__Entries from a pointing dataset__.
· · · · · · ·

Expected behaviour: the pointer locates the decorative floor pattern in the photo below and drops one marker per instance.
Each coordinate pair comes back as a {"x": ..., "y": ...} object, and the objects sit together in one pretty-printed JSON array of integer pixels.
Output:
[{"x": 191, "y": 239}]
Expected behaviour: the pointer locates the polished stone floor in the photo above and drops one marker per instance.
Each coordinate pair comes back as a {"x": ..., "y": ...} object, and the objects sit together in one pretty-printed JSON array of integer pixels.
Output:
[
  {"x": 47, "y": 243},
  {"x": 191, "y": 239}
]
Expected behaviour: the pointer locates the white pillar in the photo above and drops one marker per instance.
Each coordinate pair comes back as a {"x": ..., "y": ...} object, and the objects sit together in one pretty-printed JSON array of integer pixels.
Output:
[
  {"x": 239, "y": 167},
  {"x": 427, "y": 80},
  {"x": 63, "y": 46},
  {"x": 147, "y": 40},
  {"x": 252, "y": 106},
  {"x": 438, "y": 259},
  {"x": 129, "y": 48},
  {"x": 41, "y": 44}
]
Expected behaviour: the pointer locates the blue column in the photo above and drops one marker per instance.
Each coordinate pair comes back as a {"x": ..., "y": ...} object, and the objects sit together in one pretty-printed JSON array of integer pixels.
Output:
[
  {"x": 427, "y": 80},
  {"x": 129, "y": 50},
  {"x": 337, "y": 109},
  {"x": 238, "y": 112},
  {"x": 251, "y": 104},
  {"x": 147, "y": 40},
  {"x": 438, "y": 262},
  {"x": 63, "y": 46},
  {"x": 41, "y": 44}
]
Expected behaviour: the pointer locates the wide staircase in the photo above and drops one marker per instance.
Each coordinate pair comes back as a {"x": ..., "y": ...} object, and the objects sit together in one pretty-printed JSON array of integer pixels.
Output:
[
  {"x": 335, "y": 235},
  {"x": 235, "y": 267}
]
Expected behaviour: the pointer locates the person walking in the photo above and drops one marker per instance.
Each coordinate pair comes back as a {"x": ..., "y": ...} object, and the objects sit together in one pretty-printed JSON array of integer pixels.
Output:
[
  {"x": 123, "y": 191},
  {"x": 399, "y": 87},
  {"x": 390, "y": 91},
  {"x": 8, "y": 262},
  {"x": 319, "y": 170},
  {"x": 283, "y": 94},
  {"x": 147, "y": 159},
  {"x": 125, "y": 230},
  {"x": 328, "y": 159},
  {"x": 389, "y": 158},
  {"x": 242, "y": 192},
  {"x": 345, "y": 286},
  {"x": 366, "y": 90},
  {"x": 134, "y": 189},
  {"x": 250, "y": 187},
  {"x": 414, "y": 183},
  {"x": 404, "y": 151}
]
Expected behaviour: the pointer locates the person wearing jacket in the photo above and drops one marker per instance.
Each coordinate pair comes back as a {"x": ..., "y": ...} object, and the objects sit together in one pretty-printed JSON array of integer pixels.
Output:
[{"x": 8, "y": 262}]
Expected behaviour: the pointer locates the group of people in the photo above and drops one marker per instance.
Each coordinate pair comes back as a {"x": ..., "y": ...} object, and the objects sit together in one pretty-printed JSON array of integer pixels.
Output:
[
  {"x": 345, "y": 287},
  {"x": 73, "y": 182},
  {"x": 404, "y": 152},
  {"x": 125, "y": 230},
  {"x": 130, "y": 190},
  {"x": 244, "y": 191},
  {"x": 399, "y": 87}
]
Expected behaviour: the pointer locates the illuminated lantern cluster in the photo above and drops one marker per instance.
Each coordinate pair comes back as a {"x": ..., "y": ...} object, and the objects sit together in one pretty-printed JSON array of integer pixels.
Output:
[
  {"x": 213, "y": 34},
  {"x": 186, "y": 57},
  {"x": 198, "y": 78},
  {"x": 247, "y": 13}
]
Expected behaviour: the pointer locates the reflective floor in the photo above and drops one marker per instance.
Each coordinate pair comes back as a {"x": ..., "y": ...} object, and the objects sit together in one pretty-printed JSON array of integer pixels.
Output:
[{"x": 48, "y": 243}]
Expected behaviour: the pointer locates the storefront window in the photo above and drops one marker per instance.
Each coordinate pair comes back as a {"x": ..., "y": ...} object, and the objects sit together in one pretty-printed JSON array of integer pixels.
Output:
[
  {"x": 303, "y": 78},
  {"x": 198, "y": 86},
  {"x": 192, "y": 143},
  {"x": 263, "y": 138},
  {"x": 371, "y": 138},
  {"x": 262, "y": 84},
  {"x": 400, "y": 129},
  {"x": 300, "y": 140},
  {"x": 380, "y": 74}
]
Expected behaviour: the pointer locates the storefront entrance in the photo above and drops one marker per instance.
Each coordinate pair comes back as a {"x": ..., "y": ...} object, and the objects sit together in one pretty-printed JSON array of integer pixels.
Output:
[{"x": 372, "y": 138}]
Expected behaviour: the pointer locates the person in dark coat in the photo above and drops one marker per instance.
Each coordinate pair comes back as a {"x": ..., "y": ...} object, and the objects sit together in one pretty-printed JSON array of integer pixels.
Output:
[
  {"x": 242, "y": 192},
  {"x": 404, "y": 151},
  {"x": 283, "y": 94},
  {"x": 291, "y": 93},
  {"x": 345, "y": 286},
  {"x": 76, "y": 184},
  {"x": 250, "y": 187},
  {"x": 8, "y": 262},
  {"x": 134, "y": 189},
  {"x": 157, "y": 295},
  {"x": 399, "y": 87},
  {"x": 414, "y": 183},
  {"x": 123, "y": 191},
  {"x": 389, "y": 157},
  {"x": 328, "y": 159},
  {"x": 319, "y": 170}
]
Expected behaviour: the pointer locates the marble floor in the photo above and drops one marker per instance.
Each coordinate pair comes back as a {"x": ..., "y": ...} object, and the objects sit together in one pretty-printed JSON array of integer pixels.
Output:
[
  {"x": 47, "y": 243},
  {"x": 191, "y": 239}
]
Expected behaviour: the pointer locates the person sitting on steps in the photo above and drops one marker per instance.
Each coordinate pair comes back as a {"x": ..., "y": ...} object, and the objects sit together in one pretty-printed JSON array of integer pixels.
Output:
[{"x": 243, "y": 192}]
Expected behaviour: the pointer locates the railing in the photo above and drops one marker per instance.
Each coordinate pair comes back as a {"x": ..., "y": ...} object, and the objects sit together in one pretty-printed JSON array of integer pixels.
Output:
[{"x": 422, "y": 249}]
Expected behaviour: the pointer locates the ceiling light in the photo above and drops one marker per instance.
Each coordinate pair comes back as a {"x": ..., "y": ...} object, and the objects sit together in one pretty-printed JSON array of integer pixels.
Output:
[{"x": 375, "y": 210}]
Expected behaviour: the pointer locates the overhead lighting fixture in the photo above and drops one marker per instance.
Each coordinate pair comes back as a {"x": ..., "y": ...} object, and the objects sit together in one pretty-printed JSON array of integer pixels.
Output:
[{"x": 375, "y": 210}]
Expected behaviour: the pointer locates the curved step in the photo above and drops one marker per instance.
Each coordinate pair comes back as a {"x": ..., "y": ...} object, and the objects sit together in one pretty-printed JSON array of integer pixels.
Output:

· · · · · · ·

__EXERCISE__. Retype all of the material above with every character intact.

__RESPONSE__.
Expected behaviour: the pointer locates the decorative floor pattern in the photo below and drops one marker per instance.
Each coordinate pair comes back as a {"x": ..., "y": ...} object, and the objects sit together in one pretty-printed JSON array of integer pixels.
Output:
[{"x": 191, "y": 239}]
Expected behaviour: the pointer locates the polished stone floor in the photo above and drops one marker per instance.
Each coordinate pair comes back as a {"x": ..., "y": ...} object, and the objects sit together in one pretty-printed JSON array of integer pixels.
Output:
[
  {"x": 47, "y": 243},
  {"x": 191, "y": 239}
]
Expected behaviour: the pointer locates the white pillar in the photo above and drops one marker per instance.
Each coordinate pair comes back as a {"x": ..., "y": ...} object, and the objects sit together in one pretty-printed JSON array of integer pixels.
Output:
[
  {"x": 239, "y": 167},
  {"x": 427, "y": 80},
  {"x": 63, "y": 46},
  {"x": 147, "y": 40},
  {"x": 252, "y": 106},
  {"x": 438, "y": 259},
  {"x": 129, "y": 48},
  {"x": 41, "y": 44}
]
Expected behaviour: the pointer locates the blue column in the photo above and drops one marker per instance.
Each coordinate pair comes back as a {"x": ..., "y": ...} object, and the objects sit together in one pretty-printed JSON array of integer pixels.
Output:
[
  {"x": 427, "y": 80},
  {"x": 129, "y": 50},
  {"x": 337, "y": 109},
  {"x": 238, "y": 112},
  {"x": 251, "y": 104},
  {"x": 147, "y": 40},
  {"x": 438, "y": 262},
  {"x": 63, "y": 46},
  {"x": 41, "y": 44}
]
Expected behaviour: the pointer locates the wide staircase in the photo above and drops one marker per instance.
Each coordinate pair comes back as a {"x": ..., "y": ...} object, and the objects sit together in one pretty-printed JSON array of integer pixels.
Output:
[
  {"x": 335, "y": 235},
  {"x": 235, "y": 267}
]
Expected behaviour: the pointer locates the person walking in the photo above and drops one marker per instance.
Each coordinate pair comes back as a {"x": ..., "y": ...} object, and the objects sit together in one pretty-printed JSON array of integer pixels.
Output:
[
  {"x": 123, "y": 191},
  {"x": 399, "y": 87},
  {"x": 390, "y": 91},
  {"x": 8, "y": 262},
  {"x": 319, "y": 170},
  {"x": 283, "y": 94},
  {"x": 147, "y": 159},
  {"x": 125, "y": 230},
  {"x": 328, "y": 159},
  {"x": 389, "y": 158},
  {"x": 242, "y": 192},
  {"x": 345, "y": 286},
  {"x": 366, "y": 90},
  {"x": 134, "y": 189},
  {"x": 250, "y": 187},
  {"x": 414, "y": 183},
  {"x": 404, "y": 151}
]
Expected behaviour: the pointer locates the person wearing jacket in the photo above and drops one marker per instance.
Each coordinate pair comes back as a {"x": ..., "y": ...} object, and the objects sit together in one pretty-printed JSON array of integer pixels.
Output:
[{"x": 8, "y": 262}]
Expected behaviour: the pointer locates the group of people in the photo above and drops one marker per instance.
Each coordinate pair comes back as a {"x": ..., "y": ...} object, and the objects sit together in one pretty-printed JSON array of integer pixels.
Output:
[
  {"x": 345, "y": 287},
  {"x": 73, "y": 182},
  {"x": 404, "y": 152},
  {"x": 125, "y": 230},
  {"x": 130, "y": 190},
  {"x": 244, "y": 191},
  {"x": 399, "y": 87}
]
Expected behaviour: the pointer locates the illuminated lantern cluster in the photo above and drops one marker per instance.
Each coordinate pair comes back as a {"x": ..., "y": ...} object, and the objects sit together in one pretty-printed JSON array of integer pixels.
Output:
[
  {"x": 213, "y": 34},
  {"x": 186, "y": 57},
  {"x": 198, "y": 78},
  {"x": 247, "y": 13}
]
Expected behaviour: the pointer locates the reflective floor in the photo above and drops one marker per instance.
Each coordinate pair comes back as a {"x": ..., "y": ...} object, and the objects sit together in one pretty-printed JSON array of integer pixels.
Output:
[{"x": 48, "y": 243}]
Expected behaviour: the pointer locates the storefront window in the photo above and drops one marker per instance.
Each coordinate pair comes back as a {"x": ..., "y": ...} object, and the objects sit together in one pretty-printed JSON array of integer pixels.
Output:
[
  {"x": 303, "y": 78},
  {"x": 198, "y": 86},
  {"x": 192, "y": 143},
  {"x": 263, "y": 138},
  {"x": 371, "y": 138},
  {"x": 262, "y": 84},
  {"x": 400, "y": 129},
  {"x": 300, "y": 140},
  {"x": 380, "y": 74}
]
Expected behaviour: the pointer locates the storefront entrance in the photo above and drops one marker per instance.
Each coordinate pair comes back as a {"x": ..., "y": ...} object, and the objects sit together in one pretty-printed JSON array of integer pixels.
Output:
[{"x": 372, "y": 138}]
Expected behaviour: the pointer locates the person in dark coat in the photo above and drops one marker per instance.
Each coordinate pair comes back as a {"x": ..., "y": ...} object, and the objects sit together in one pretty-printed JSON array of integer pixels.
Output:
[
  {"x": 242, "y": 192},
  {"x": 404, "y": 151},
  {"x": 283, "y": 94},
  {"x": 291, "y": 93},
  {"x": 345, "y": 286},
  {"x": 76, "y": 184},
  {"x": 250, "y": 187},
  {"x": 8, "y": 262},
  {"x": 134, "y": 189},
  {"x": 157, "y": 295},
  {"x": 399, "y": 87},
  {"x": 414, "y": 183},
  {"x": 123, "y": 191},
  {"x": 389, "y": 157},
  {"x": 328, "y": 159},
  {"x": 319, "y": 170}
]
Expected behaviour: the pointer locates the marble floor in the photo above and drops one marker per instance.
Each coordinate pair comes back as a {"x": ..., "y": ...} object, and the objects sit together in one pretty-printed JSON array of integer pixels.
Output:
[
  {"x": 47, "y": 243},
  {"x": 191, "y": 239}
]
Expected behaviour: the pointer locates the person sitting on steps in the photo above and drops one marker per instance.
Each coordinate pair comes back as a {"x": ..., "y": ...} object, and the objects sit together in one pretty-printed JSON array of integer pixels.
Output:
[{"x": 243, "y": 192}]
Expected behaviour: the pointer locates the railing in the photo above and drops one marker per instance.
Each coordinate pair comes back as a {"x": ..., "y": ...} object, and the objects sit together in one pretty-printed JSON array of integer pixels.
Output:
[{"x": 422, "y": 249}]
Expected behaviour: the pointer locates the ceiling light in the photo above and drops one marker per instance.
Each coordinate pair comes back as a {"x": ..., "y": ...} object, and the objects sit together in one pretty-printed JSON array of integer pixels.
Output:
[{"x": 375, "y": 210}]
Expected behaviour: the pointer locates the overhead lighting fixture in the photo above and drops one marker per instance.
Each coordinate pair comes back as a {"x": ..., "y": ...} object, and the objects sit together in one pretty-printed JSON array of integer pixels.
Output:
[{"x": 375, "y": 210}]
Expected behaviour: the pointer locates the curved step in the photo above and drops one marker per instance.
Each coordinate pair comes back as a {"x": ..., "y": ...} object, and the objects sit together in one pretty-printed JSON array of integer pixels.
Output:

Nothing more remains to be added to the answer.